**Stored records**
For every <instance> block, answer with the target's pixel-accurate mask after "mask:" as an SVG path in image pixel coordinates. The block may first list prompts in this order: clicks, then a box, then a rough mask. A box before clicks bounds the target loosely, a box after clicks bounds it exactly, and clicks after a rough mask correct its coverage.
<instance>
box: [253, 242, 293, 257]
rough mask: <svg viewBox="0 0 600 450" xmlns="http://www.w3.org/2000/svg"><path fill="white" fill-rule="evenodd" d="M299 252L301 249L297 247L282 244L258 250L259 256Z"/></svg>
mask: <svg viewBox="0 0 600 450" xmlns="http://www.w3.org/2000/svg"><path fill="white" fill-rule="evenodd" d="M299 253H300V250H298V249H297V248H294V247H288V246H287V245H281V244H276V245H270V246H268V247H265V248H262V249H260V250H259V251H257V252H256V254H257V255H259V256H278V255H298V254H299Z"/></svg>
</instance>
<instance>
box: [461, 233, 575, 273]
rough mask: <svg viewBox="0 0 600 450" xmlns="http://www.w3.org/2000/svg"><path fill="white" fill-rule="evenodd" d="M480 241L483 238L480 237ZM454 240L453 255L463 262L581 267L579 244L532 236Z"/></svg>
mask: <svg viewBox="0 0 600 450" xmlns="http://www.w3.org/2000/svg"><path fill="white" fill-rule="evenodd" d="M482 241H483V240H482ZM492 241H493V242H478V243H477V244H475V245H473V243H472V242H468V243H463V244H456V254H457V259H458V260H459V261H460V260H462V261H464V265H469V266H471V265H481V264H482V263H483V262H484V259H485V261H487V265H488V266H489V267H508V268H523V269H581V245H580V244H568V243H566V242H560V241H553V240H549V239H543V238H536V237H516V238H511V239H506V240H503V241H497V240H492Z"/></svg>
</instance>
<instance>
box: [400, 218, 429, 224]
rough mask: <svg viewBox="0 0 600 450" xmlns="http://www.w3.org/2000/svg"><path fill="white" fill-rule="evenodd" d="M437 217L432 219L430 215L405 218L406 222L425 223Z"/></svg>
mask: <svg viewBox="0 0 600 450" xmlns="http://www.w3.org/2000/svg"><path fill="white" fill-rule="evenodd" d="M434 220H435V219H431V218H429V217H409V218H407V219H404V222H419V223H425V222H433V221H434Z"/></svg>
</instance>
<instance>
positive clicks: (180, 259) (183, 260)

**Task details**
Reproduce all of the data above, renaming "rough mask" as "coarse mask" in every place it occurs and keeping everything else unchanged.

**Task response**
For every <instance> block, answer with the target's pixel-accurate mask after "mask:" as an SVG path in image pixel coordinates. The block may first list prompts in this order: clicks, then a box, then a coarse mask. A box before clicks bounds the target loosely, a box after clicks bounds it exactly, and clicks after a coarse mask correct its coverage.
<instance>
box: [253, 242, 293, 257]
coarse mask: <svg viewBox="0 0 600 450" xmlns="http://www.w3.org/2000/svg"><path fill="white" fill-rule="evenodd" d="M299 252L301 249L297 247L282 244L258 250L259 256Z"/></svg>
mask: <svg viewBox="0 0 600 450" xmlns="http://www.w3.org/2000/svg"><path fill="white" fill-rule="evenodd" d="M299 253H300V250H298V249H297V248H294V247H288V246H287V245H281V244H276V245H270V246H268V247H265V248H262V249H260V250H259V251H257V252H256V254H257V255H259V256H278V255H298V254H299Z"/></svg>
</instance>
<instance>
box: [461, 233, 575, 273]
coarse mask: <svg viewBox="0 0 600 450" xmlns="http://www.w3.org/2000/svg"><path fill="white" fill-rule="evenodd" d="M480 241L483 238L480 237ZM454 240L453 255L463 262L581 267L579 244L532 236Z"/></svg>
mask: <svg viewBox="0 0 600 450" xmlns="http://www.w3.org/2000/svg"><path fill="white" fill-rule="evenodd" d="M482 241H483V240H482ZM492 241H493V242H478V243H477V244H475V245H473V243H472V242H468V243H463V244H456V254H457V259H458V260H459V261H460V260H462V261H464V265H469V266H471V265H481V264H482V263H483V262H484V259H485V261H487V265H488V266H489V267H508V268H523V269H581V245H580V244H568V243H566V242H560V241H553V240H549V239H543V238H536V237H516V238H511V239H506V240H503V241H497V240H492Z"/></svg>
</instance>
<instance>
box: [400, 218, 429, 224]
coarse mask: <svg viewBox="0 0 600 450" xmlns="http://www.w3.org/2000/svg"><path fill="white" fill-rule="evenodd" d="M437 217L432 219L430 215L405 218L406 222L425 223Z"/></svg>
mask: <svg viewBox="0 0 600 450" xmlns="http://www.w3.org/2000/svg"><path fill="white" fill-rule="evenodd" d="M434 220H435V219H431V218H429V217H409V218H407V219H404V222H419V223H425V222H433V221H434Z"/></svg>
</instance>
<instance>
positive clicks: (180, 259) (183, 260)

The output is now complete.